### Stated task
Reproduce word for word the entries that begin with the line containing "Where can you see the rolled-up" and end with the line containing "[[137, 572]]", including both of those lines. Copy nothing else.

### Given entries
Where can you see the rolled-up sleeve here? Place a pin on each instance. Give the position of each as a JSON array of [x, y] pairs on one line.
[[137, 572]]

...

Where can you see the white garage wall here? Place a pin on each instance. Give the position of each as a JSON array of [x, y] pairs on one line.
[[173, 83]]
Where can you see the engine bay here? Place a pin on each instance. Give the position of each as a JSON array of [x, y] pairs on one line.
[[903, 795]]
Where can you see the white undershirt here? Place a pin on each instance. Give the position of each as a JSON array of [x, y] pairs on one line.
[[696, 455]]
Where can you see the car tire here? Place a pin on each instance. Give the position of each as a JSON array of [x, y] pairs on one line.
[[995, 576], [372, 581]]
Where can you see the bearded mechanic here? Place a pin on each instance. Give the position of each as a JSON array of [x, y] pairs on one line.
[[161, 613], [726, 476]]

* * *

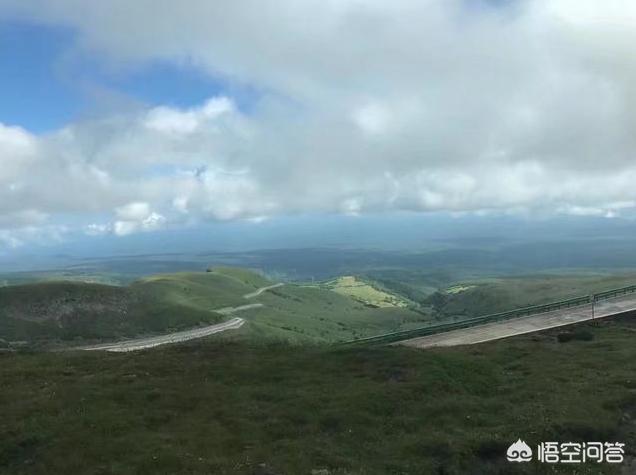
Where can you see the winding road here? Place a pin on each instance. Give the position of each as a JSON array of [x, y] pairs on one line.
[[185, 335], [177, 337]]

### Exercise solution
Where can you see the rolled-up sleeve here? Place a pin on each instance. Give the position of each as a JSON array of [x, y] pairs on one line.
[[137, 572]]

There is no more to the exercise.